### Yapılacak iş
Kalsiyum ile sebze ve meyveler hakkındaki aşağıdaki metni hiçbir değişiklik yapmadan baştan sona geri verin.

### Seçilen bölüm
★ ★ ★
3-Kalsiyum gelecek için önemli
Bu dönemde kalsiyum ihtiyacınızı tam anlamıyla karşılamak en çok dikkat etmeniz gereken konulardan biridir. Günlük beslenme içerisinde 3 porsiyon süt ve süt ürünleri tüketmek yeterli olacaktır. Kilo kontrolü açısından az yağlı olanları tercih edebilirsiniz.
4-Doğal vitamin kaynakları sebze ve meyveler
Meyve ve sebzelerde hayati önem taşıyan vitaminler ve mineraller bulunur. Her öğünde mutlaka sebze ve meyve tüketmeye çalışın. Pişirme şekli vitamin ve mineral içerikleri üzerinde etkilidir. Bu nedenle sebzeler önce yıkanıp sonra mümkün olduğu kadar büyük parçalar şeklinde pişirilmelidir.
★ ★ ★
### Sağlanan malzeme
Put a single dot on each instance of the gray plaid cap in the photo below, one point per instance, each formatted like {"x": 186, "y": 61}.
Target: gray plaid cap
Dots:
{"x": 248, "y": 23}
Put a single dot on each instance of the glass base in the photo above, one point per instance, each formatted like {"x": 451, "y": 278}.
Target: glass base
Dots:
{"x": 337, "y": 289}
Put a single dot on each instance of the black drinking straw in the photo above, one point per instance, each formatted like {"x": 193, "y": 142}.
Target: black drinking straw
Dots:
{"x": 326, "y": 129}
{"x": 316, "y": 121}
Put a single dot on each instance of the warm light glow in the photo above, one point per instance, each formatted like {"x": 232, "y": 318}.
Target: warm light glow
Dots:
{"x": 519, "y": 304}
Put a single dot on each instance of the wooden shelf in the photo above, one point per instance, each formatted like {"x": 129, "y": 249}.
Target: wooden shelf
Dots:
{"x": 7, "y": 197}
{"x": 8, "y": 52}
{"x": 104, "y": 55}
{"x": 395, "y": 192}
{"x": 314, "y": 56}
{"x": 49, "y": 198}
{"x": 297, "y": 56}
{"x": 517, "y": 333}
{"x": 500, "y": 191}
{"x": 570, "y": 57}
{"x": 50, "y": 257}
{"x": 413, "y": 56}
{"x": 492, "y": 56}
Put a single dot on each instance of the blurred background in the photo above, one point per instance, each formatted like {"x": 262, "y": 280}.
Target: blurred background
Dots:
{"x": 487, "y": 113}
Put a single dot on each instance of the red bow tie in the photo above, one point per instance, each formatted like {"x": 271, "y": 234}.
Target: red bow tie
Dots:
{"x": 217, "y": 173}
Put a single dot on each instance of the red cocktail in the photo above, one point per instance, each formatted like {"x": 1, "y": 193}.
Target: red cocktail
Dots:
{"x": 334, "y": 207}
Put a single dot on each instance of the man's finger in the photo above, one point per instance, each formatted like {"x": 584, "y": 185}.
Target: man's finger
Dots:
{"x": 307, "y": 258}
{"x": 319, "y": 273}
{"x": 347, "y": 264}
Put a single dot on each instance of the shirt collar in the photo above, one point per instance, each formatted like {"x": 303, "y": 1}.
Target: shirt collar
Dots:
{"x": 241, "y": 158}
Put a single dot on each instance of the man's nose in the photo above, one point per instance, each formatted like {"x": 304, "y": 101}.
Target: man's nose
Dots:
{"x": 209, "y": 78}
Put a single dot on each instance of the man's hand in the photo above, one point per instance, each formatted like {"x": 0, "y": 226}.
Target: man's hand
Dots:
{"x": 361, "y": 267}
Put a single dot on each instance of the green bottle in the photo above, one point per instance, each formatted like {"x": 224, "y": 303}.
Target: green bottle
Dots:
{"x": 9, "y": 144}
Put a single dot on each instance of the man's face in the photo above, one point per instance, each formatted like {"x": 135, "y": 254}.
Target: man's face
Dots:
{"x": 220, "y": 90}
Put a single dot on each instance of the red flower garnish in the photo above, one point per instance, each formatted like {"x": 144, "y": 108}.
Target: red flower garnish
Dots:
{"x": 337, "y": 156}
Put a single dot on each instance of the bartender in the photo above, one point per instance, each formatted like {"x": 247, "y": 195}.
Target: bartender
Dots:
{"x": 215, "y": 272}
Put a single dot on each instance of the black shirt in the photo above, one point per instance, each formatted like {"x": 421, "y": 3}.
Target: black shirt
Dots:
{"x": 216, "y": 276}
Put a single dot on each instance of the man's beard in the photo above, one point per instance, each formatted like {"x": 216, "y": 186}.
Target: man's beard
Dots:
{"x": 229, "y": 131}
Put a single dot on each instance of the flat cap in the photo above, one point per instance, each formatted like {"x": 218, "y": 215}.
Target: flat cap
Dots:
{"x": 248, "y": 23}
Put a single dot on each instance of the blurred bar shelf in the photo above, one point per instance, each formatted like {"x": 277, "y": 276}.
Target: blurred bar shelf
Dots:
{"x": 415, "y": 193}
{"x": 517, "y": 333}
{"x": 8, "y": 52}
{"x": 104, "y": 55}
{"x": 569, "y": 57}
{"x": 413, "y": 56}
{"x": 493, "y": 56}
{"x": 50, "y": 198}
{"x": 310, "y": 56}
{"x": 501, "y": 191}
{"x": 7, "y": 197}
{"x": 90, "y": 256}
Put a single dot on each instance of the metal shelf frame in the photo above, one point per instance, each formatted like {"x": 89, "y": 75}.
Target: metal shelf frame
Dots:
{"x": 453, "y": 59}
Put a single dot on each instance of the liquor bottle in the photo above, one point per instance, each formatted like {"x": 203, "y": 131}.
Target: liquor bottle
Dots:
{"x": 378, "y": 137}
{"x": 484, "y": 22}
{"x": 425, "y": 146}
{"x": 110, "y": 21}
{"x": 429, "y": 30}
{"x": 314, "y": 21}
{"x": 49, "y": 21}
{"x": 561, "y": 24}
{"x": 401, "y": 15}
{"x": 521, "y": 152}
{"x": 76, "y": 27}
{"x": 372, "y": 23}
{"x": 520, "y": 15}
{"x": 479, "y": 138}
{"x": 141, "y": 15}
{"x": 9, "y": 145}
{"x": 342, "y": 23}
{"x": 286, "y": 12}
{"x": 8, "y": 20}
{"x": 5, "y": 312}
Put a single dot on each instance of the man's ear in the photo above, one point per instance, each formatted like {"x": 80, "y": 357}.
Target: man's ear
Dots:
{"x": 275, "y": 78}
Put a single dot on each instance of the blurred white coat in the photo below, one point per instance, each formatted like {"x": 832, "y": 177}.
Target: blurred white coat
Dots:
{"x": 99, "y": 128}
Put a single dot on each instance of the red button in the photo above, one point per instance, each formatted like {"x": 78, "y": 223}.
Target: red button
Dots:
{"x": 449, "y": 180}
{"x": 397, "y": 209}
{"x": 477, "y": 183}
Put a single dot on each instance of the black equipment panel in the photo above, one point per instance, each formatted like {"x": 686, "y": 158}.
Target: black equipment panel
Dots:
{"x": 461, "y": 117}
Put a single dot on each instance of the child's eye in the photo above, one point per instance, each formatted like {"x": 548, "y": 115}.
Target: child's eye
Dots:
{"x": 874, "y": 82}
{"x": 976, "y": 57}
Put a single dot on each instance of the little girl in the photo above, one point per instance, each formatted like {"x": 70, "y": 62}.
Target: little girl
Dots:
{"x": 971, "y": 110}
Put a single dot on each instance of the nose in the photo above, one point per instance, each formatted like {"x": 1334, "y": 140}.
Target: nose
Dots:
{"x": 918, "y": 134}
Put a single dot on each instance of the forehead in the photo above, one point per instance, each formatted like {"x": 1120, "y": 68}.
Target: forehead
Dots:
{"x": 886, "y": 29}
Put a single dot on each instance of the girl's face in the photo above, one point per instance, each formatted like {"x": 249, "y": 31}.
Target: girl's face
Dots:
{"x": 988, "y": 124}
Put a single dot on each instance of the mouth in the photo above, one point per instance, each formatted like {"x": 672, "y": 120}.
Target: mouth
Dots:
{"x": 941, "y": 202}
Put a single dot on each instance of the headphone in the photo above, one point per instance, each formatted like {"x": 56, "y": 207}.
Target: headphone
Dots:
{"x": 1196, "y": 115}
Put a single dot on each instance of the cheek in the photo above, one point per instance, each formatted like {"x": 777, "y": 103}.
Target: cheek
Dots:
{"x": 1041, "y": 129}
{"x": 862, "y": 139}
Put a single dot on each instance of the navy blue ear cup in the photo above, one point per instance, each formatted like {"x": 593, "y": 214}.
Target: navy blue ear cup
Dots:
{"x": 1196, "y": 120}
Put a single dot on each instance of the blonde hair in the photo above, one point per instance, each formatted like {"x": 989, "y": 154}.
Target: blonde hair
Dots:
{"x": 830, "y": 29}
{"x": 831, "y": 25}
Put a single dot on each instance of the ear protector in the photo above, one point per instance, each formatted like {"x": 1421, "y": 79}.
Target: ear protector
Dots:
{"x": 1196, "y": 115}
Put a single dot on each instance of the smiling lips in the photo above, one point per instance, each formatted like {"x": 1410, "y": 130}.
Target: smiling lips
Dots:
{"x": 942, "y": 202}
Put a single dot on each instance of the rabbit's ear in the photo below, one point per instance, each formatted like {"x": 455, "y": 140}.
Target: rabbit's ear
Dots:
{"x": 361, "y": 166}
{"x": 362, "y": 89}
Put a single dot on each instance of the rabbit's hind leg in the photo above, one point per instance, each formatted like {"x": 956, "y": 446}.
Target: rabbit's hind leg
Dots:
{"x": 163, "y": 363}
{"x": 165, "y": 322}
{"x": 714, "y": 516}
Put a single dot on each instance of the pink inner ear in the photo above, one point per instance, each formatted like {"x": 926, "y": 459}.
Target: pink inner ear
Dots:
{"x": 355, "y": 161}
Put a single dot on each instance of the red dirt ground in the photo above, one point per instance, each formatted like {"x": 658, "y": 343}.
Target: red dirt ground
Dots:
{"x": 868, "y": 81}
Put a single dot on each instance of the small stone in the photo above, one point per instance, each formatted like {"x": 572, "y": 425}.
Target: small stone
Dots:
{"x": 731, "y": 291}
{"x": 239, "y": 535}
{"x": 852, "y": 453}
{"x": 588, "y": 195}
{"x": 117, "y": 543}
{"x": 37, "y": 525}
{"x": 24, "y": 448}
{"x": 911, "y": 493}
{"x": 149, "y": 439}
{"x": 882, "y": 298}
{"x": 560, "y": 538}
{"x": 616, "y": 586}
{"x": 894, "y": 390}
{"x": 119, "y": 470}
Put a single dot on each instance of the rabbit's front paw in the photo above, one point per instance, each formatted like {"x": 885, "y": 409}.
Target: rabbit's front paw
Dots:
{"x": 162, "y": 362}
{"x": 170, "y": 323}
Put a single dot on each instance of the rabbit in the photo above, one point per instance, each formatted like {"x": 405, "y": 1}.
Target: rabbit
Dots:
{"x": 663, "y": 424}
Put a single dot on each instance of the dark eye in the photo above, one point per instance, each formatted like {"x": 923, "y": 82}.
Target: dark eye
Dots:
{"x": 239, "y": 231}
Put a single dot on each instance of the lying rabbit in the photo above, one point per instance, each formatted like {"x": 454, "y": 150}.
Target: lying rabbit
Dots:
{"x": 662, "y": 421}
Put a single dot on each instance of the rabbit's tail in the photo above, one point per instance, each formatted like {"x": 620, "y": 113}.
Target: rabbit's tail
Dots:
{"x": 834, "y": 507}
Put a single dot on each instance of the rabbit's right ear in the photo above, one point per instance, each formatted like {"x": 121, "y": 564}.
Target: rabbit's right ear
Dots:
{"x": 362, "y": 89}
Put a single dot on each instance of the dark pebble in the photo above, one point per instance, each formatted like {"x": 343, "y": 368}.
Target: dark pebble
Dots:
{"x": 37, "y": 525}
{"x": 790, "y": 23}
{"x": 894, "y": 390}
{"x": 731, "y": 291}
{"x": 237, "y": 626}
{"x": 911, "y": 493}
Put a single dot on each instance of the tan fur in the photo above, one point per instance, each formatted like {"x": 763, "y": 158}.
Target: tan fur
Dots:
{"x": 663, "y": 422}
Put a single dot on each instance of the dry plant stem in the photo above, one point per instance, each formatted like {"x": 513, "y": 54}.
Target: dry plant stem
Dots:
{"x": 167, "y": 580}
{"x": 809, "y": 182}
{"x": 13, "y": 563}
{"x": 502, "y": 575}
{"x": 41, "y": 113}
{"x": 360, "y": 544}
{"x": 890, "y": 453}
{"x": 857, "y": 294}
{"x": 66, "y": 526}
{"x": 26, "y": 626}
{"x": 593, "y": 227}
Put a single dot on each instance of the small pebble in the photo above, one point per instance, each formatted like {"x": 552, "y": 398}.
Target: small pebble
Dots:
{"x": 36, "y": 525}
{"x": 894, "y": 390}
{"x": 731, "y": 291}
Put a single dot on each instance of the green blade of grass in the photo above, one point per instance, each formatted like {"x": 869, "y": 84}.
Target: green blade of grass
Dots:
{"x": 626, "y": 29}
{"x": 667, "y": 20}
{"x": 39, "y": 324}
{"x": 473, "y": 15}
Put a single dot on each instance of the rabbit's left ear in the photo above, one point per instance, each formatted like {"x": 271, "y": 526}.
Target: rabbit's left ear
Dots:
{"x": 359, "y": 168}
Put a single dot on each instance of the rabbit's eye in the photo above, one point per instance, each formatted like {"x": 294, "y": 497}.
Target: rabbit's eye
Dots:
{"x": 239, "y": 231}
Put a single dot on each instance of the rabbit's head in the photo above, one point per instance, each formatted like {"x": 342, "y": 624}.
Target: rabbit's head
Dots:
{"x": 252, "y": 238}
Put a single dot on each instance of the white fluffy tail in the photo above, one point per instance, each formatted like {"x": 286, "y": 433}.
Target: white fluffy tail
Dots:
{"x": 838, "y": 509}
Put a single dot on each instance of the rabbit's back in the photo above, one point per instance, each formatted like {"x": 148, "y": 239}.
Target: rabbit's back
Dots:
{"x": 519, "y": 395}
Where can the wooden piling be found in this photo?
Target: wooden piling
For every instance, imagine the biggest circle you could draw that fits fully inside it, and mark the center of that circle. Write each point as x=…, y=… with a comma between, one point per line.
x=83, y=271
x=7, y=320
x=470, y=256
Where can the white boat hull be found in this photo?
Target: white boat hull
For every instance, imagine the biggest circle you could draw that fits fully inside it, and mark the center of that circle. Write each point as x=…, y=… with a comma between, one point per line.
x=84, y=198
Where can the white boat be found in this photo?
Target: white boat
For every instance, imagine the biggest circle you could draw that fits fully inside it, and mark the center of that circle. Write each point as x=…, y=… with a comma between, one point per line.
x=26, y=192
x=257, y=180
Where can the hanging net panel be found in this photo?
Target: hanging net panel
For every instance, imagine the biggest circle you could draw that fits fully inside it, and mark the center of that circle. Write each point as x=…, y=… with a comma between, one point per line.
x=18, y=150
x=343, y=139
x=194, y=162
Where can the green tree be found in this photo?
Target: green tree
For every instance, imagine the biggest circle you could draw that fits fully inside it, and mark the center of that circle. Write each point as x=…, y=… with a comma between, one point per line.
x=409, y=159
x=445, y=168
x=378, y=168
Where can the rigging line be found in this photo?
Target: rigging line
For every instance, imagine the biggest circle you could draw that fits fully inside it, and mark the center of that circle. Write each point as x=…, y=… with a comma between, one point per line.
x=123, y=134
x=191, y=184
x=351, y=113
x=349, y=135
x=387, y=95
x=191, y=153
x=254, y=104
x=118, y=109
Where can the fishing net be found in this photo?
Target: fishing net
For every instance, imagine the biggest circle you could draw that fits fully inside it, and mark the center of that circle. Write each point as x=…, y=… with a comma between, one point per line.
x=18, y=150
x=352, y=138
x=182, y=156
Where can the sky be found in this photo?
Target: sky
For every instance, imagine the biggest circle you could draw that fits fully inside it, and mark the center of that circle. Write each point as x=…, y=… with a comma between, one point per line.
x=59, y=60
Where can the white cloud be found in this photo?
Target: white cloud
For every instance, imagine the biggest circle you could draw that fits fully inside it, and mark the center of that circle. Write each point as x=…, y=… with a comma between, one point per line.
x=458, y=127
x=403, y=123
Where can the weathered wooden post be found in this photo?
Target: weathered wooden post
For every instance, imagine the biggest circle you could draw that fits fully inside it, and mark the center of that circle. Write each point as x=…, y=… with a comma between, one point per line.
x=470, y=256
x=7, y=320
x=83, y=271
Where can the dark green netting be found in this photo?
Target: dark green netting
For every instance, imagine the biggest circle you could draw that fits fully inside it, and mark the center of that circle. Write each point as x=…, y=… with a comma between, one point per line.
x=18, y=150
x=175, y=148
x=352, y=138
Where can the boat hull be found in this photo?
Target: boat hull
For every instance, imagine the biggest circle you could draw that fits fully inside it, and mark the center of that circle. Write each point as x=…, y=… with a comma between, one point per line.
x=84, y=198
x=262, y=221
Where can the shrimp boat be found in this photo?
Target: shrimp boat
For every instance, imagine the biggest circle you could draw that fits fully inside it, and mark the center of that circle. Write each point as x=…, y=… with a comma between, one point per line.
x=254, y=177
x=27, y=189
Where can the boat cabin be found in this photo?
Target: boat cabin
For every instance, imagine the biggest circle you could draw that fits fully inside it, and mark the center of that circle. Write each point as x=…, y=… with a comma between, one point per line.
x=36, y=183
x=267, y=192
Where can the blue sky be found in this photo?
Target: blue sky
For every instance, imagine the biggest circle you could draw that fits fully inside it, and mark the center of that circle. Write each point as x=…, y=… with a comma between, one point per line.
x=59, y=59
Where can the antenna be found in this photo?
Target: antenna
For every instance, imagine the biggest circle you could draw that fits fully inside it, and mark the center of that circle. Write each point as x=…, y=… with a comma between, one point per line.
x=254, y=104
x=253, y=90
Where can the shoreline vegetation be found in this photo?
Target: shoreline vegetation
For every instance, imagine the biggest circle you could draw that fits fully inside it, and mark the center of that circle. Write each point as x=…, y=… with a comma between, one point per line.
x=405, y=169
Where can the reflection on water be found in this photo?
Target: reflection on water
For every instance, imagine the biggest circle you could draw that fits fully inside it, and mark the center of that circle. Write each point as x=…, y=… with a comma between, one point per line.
★ ★ ★
### Tamamlanan çalışma
3-Kalsiyum gelecek için önemli
Bu dönemde kalsiyum ihtiyacınızı tam anlamıyla karşılamak en çok dikkat etmeniz gereken konulardan biridir. Günlük beslenme içerisinde 3 porsiyon süt ve süt ürünleri tüketmek yeterli olacaktır. Kilo kontrolü açısından az yağlı olanları tercih edebilirsiniz.
4-Doğal vitamin kaynakları sebze ve meyveler
Meyve ve sebzelerde hayati önem taşıyan vitaminler ve mineraller bulunur. Her öğünde mutlaka sebze ve meyve tüketmeye çalışın. Pişirme şekli vitamin ve mineral içerikleri üzerinde etkilidir. Bu nedenle sebzeler önce yıkanıp sonra mümkün olduğu kadar büyük parçalar şeklinde pişirilmelidir.